=== TEXT PASSAGE ===
┄┄┄┄┄┄┄┄┄┄

22. The Bamber's housekeeper/cleaner saw Sheila Caffell several times during the course of Monday, 5 August. She saw nothing unusual in Sheila's behaviour. The next day, Sheila was seen with her children on several occasions by Julie and Leonard Foakes, who were working on the farm. She appeared happy and all was apparently well.

23. Barbara Wilson, the farm secretary telephoned the farmhouse at 9.30 p.m. and spoke to Nevill Bamber. He was not cheerful and Mrs Wilson thought she had interrupted an argument. In evidence she described Nevill as abrupt, very impatient and very short. Pamela Boutflour, June Bamber's sister also telephoned the house that evening at about 10 p.m. She spoke first with Sheila Caffell who was quiet and then to her sister. Mrs Boutflour noted nothing unusual in her sister's mood or in their conversation.

┄┄┄┄┄┄┄┄┄┄

=== EXTRACTED INFORMATION ===
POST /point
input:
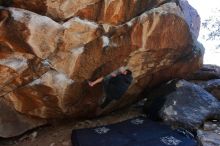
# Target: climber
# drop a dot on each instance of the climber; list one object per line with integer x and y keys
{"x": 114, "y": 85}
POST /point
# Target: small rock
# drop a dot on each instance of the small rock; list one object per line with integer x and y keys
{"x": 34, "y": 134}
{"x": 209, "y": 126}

┄┄┄┄┄┄┄┄┄┄

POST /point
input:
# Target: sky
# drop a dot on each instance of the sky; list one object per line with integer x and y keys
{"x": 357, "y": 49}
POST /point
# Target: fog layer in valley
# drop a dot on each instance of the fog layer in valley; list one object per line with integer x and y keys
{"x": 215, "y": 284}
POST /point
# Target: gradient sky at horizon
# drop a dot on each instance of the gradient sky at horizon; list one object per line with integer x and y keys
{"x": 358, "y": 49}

┄┄┄┄┄┄┄┄┄┄

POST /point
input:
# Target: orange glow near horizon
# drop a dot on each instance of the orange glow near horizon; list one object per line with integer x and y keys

┄┄┄┄┄┄┄┄┄┄

=== TASKS FOR THIS EXERCISE ===
**a)** In the passage, please give the part that opens with the words containing "23. Barbara Wilson, the" and closes with "in their conversation." again, replacing "telephoned" with "phoned".
**b)** Say whether each statement agrees with the passage. Answer yes or no, and quote the deciding words.
(i) Barbara Wilson called the farmhouse at 9.30 p.m.
(ii) Pamela Boutflour spoke to her sister before speaking to Sheila Caffell.
(iii) Julie and Leonard Foakes saw Sheila with her children on Monday, 5 August.
**c)** List every person named in the passage.

=== YOUR RESPONSES ===
**a)**
23. Barbara Wilson, the farm secretary phoned the farmhouse at 9.30 p.m. and spoke to Nevill Bamber. He was not cheerful and Mrs Wilson thought she had interrupted an argument. In evidence she described Nevill as abrupt, very impatient and very short. Pamela Boutflour, June Bamber's sister also phoned the house that evening at about 10 p.m. She spoke first with Sheila Caffell who was quiet and then to her sister. Mrs Boutflour noted nothing unusual in her sister's mood or in their conversation.

**b)**
(i) Yes: "Barbara Wilson, the farm secretary telephoned the farmhouse at 9.30 p.m."
(ii) No: "She spoke first with Sheila Caffell who was quiet and then to her sister."
(iii) No: "The next day, Sheila was seen with her children on several occasions by Julie and Leonard Foakes"

**c)**
Sheila Caffell
Julie Foakes
Leonard Foakes
Barbara Wilson
Nevill Bamber
Pamela Boutflour
June Bamber